→ PROBLEM DESCRIPTION
Retype each entry below exactly as it stands.

→ RECORDS FOR THE EXERCISE
Begin
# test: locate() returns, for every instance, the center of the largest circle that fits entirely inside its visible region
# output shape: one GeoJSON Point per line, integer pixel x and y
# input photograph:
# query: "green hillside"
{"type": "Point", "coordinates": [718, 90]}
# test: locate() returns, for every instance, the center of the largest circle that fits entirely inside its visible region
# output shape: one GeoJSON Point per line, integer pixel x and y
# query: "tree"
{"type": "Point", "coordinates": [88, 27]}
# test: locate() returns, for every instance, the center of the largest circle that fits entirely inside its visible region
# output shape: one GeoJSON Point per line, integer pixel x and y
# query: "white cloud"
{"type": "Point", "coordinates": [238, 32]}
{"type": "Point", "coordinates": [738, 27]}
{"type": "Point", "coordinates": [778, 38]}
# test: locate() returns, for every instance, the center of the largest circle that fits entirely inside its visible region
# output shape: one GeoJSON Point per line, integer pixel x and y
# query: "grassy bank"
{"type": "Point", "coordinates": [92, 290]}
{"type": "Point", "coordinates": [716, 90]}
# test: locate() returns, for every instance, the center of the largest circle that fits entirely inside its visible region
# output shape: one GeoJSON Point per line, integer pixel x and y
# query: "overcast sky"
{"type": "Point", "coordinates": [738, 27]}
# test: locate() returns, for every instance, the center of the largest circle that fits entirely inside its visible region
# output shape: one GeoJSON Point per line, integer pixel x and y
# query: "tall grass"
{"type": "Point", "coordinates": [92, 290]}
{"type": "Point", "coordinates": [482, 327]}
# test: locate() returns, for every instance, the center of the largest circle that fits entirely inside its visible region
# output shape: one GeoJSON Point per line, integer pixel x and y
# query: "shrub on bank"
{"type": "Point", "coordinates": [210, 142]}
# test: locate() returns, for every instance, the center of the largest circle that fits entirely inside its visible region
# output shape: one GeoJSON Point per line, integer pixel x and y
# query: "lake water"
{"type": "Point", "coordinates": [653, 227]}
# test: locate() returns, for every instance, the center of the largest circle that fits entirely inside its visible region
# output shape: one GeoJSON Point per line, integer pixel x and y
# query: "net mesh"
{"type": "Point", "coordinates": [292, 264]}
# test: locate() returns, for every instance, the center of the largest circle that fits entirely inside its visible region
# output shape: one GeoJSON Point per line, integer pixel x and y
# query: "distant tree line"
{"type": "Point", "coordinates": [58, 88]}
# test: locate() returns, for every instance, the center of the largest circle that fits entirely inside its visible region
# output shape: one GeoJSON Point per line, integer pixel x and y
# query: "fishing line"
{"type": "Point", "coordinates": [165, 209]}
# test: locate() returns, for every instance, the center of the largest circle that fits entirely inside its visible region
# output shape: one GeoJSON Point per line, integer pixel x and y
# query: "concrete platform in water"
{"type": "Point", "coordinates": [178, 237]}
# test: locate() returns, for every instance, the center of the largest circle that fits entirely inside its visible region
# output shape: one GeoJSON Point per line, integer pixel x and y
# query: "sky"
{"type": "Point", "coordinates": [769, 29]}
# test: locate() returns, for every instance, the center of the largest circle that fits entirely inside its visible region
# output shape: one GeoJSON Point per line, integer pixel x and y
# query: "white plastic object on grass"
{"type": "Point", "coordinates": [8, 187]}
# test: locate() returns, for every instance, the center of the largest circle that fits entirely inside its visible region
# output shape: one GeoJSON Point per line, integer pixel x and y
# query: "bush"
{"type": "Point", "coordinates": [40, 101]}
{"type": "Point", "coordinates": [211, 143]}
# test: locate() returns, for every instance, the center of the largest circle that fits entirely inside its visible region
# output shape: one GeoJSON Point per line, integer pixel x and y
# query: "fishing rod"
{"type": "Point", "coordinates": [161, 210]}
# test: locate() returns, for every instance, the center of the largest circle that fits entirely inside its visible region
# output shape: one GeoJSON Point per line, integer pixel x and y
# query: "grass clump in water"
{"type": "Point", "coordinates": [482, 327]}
End
→ WORKED ANSWER
# test: locate() returns, for every instance, the center of the largest circle that fits entirely inside its visible region
# output shape: one GeoJSON Point per line, integer pixel x and y
# input photograph:
# query: "green hillside"
{"type": "Point", "coordinates": [718, 90]}
# test: locate() returns, for every instance, the center of the largest circle that fits entirely inside its visible region
# output shape: one GeoJSON Point per line, integer pixel x and y
# query: "tree"
{"type": "Point", "coordinates": [88, 27]}
# test: locate() returns, for every instance, the center of the largest circle that fits entirely inside its visible region
# output shape: one GeoJSON Point per line, integer pixel x and y
# query: "white cloud"
{"type": "Point", "coordinates": [238, 32]}
{"type": "Point", "coordinates": [738, 27]}
{"type": "Point", "coordinates": [778, 38]}
# test: locate() returns, for every instance, the center of the largest circle that fits entirely inside its visible region
# output shape: one GeoJSON Point per line, integer pixel x and y
# query: "grassy bank"
{"type": "Point", "coordinates": [92, 290]}
{"type": "Point", "coordinates": [716, 90]}
# test: locate() returns, for every instance, the center of the largest circle that fits entirely inside its visible region
# output shape: one GeoJSON Point per line, integer pixel x and y
# query: "overcast sky"
{"type": "Point", "coordinates": [738, 27]}
# test: locate() returns, for every instance, the center of the largest circle that fits entirely inside its visible region
# output shape: one GeoJSON Point per line, integer pixel x and y
# query: "tall grass"
{"type": "Point", "coordinates": [92, 290]}
{"type": "Point", "coordinates": [482, 327]}
# test: locate() returns, for every instance, the center of the largest circle that fits entirely inside its visible region
# output shape: one GeoJSON Point per line, integer pixel x and y
# query: "shrub on bank"
{"type": "Point", "coordinates": [210, 142]}
# test: locate() returns, for every instance, the center of the largest circle that fits entirely inside its visible region
# output shape: one GeoJSON Point per line, integer pixel x and y
# query: "lake water"
{"type": "Point", "coordinates": [653, 227]}
# test: locate() returns, for every instance, the center of the largest circle that fits entirely inside its visible region
# output shape: one GeoJSON Point per line, integer pixel x and y
# query: "net mesh"
{"type": "Point", "coordinates": [292, 264]}
# test: locate() returns, for every instance, the center of the largest circle that fits entirely inside its visible region
# output shape: one GeoJSON Point per line, integer pixel x and y
# query: "distant tree line"
{"type": "Point", "coordinates": [58, 88]}
# test: locate() returns, for every instance, the center of the largest circle that fits entirely inside its visible region
# output shape: one GeoJSON Point per line, integer pixel x and y
# query: "fishing line"
{"type": "Point", "coordinates": [165, 209]}
# test: locate() returns, for every instance, the center of the largest circle that fits entirely inside its visible region
# output shape: one GeoJSON Point per line, integer pixel x and y
# query: "concrete platform in water"
{"type": "Point", "coordinates": [178, 237]}
# test: locate() returns, for every instance, the center of the largest circle that fits entirely inside its visible region
# output shape: one GeoJSON Point per line, integer pixel x and y
# query: "sky"
{"type": "Point", "coordinates": [769, 29]}
# test: locate() returns, for every instance, the center of the largest circle that fits entirely inside its visible region
# output shape: one GeoJSON Point per line, integer pixel x and y
# query: "white plastic object on grass"
{"type": "Point", "coordinates": [8, 187]}
# test: locate() returns, for every instance, the center of the largest circle that fits entirely inside its visible region
# output shape: one GeoJSON Point per line, integer pixel x and y
# query: "bush"
{"type": "Point", "coordinates": [40, 101]}
{"type": "Point", "coordinates": [211, 143]}
# test: locate() returns, for every instance, the center of the largest circle that fits entirely inside its visible region
# output shape: one GeoJSON Point per line, integer pixel x and y
# query: "fishing rod"
{"type": "Point", "coordinates": [161, 210]}
# test: locate() returns, for every instance, the center of the largest circle that fits entirely inside its visible region
# output shape: one GeoJSON Point per line, integer pixel x and y
# query: "grass clump in water"
{"type": "Point", "coordinates": [482, 327]}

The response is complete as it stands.